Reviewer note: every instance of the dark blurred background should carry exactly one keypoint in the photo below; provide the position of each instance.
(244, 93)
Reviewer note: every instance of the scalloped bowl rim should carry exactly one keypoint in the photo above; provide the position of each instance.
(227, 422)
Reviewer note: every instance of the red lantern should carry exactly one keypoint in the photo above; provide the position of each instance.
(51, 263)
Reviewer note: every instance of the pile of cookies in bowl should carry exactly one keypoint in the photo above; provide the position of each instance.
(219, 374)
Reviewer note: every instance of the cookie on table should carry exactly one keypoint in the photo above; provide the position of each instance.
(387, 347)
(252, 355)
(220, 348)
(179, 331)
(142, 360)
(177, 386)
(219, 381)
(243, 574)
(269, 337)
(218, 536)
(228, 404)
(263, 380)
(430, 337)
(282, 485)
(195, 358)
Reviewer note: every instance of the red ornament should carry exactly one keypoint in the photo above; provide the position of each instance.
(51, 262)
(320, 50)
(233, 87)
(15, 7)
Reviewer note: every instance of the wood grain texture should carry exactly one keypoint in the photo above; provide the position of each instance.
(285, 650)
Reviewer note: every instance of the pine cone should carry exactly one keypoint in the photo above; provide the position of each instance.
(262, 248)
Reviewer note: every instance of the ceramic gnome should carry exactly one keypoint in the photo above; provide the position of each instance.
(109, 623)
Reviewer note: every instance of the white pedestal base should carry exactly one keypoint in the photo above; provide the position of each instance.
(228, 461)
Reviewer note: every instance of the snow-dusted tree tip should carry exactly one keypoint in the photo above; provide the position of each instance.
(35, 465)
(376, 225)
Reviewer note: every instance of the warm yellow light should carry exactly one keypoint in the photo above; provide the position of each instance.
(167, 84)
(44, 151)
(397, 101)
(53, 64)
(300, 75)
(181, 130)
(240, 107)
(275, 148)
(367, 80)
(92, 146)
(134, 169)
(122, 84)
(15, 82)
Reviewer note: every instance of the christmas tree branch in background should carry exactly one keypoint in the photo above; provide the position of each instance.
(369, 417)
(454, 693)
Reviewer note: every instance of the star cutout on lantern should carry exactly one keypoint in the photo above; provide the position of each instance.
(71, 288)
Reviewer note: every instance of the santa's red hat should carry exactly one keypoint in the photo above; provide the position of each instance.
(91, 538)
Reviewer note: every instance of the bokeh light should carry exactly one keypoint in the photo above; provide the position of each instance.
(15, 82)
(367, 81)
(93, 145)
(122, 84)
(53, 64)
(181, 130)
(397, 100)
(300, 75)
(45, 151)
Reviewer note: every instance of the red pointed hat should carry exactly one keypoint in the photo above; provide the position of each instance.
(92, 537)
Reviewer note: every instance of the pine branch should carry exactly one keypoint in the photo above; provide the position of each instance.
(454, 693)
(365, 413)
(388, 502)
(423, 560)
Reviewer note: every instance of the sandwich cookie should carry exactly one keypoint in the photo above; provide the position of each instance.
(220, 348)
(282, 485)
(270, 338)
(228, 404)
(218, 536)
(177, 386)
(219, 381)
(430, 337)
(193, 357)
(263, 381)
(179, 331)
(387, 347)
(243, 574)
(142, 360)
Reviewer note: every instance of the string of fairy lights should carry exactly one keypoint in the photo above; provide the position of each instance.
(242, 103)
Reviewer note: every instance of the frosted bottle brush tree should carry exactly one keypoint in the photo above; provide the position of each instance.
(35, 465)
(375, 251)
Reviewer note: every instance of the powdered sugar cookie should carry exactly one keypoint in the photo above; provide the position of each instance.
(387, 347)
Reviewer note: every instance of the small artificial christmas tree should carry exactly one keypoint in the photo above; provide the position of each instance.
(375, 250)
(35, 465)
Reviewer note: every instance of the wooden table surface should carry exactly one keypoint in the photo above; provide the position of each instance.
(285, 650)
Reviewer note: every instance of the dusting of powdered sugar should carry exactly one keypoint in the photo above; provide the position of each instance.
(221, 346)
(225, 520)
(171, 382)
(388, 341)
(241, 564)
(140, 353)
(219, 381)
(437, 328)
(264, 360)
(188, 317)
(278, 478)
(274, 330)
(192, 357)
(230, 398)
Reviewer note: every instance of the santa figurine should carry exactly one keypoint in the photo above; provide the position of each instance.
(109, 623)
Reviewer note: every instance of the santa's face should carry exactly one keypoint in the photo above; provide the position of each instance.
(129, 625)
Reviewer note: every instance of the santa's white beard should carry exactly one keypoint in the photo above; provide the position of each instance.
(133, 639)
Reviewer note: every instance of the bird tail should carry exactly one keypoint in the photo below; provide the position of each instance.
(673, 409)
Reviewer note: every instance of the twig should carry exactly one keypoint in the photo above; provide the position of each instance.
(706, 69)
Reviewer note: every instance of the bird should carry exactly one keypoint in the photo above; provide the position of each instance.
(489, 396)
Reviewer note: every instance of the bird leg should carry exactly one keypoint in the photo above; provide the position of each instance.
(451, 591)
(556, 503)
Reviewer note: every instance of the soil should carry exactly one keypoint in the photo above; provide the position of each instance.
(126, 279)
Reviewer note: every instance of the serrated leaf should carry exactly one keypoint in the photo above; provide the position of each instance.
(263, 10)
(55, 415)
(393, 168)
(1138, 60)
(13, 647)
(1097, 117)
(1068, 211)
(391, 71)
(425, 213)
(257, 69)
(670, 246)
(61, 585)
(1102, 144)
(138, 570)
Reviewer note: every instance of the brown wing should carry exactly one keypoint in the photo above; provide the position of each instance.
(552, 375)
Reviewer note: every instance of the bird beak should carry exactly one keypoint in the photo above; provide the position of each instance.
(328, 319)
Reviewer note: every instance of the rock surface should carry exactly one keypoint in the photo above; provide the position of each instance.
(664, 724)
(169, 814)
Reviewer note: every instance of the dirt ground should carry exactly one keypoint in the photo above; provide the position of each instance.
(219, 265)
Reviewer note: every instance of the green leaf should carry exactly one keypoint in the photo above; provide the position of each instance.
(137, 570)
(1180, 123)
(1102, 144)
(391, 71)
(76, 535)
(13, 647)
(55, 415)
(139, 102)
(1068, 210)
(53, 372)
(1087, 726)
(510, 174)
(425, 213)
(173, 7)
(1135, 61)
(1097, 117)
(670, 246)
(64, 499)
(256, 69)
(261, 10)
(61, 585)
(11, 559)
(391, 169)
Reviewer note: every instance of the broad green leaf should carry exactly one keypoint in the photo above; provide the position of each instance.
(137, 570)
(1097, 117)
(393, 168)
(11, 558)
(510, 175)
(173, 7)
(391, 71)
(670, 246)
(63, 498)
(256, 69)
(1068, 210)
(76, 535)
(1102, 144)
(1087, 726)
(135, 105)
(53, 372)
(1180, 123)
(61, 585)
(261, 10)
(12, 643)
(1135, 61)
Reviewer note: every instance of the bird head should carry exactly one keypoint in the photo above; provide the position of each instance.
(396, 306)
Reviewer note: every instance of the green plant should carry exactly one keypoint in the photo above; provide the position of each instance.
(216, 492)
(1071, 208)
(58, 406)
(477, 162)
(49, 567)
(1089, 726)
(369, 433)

--

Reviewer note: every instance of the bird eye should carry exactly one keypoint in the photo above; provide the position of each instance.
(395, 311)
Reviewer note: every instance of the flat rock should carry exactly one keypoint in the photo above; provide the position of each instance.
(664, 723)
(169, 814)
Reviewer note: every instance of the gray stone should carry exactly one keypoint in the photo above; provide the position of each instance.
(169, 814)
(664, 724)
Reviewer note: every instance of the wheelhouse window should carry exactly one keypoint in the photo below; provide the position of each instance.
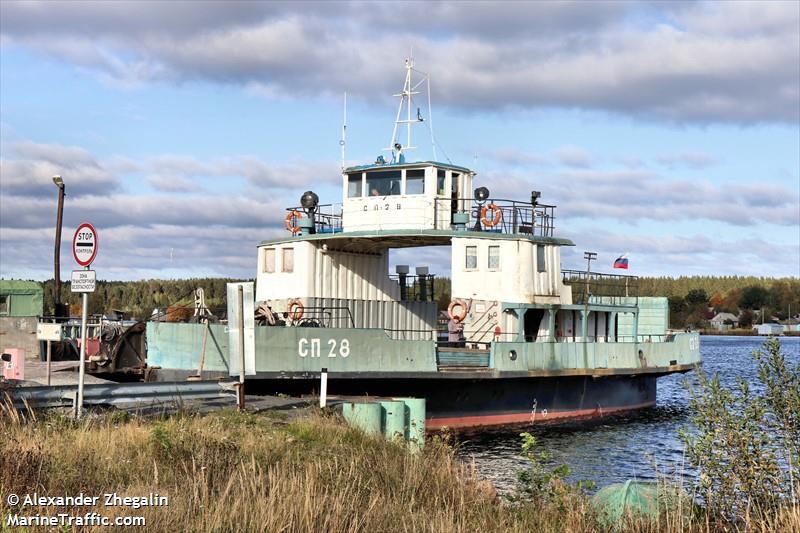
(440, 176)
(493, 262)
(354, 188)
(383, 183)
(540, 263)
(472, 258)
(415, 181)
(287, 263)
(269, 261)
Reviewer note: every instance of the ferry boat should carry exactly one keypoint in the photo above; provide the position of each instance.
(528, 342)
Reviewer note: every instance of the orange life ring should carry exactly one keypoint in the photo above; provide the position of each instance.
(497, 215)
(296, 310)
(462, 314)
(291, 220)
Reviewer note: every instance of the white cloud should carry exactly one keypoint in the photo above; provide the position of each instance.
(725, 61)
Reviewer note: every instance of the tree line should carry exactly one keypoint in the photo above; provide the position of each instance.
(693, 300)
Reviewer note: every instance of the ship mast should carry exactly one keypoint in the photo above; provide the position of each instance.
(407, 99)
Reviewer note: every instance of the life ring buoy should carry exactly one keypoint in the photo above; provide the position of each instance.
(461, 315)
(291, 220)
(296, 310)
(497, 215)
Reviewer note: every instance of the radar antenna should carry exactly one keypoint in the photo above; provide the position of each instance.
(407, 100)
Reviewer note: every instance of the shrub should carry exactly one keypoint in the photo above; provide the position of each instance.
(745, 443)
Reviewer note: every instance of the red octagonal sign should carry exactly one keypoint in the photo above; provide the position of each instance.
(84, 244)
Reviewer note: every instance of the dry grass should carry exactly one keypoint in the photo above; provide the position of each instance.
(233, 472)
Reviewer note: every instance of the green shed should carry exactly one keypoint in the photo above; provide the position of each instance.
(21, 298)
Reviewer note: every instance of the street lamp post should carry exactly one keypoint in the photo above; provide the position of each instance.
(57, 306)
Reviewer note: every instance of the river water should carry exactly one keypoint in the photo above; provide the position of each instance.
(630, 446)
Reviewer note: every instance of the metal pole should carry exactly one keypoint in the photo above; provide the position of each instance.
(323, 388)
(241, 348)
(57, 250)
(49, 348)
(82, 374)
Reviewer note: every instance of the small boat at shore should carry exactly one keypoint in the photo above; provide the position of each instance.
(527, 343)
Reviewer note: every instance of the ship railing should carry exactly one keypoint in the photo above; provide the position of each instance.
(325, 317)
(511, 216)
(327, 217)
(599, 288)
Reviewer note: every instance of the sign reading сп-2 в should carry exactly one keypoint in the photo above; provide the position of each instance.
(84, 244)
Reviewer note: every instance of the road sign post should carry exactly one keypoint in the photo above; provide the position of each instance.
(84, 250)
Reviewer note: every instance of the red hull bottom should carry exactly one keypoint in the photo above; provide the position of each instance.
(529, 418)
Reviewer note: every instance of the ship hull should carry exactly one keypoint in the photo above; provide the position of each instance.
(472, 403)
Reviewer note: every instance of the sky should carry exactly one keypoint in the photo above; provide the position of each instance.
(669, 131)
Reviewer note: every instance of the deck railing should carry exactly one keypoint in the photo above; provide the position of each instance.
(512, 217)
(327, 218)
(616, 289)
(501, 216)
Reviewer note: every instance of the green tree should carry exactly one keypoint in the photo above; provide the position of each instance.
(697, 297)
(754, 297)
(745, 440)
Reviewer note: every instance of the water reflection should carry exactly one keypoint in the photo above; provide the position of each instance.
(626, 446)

> Exercise task
Extract every line of the data above that contains the word "life". Case counts, so copy only lines where the word appears in that exact case.

> Solution for this exercise
Reviewer note: every instance of the orange life ring should carry exactly one keypoint in the photo above; provide the position of each instance.
Reviewer note: every instance of the life ring buoy should carry exactly one keypoint in the photo above; provide the position of each instance.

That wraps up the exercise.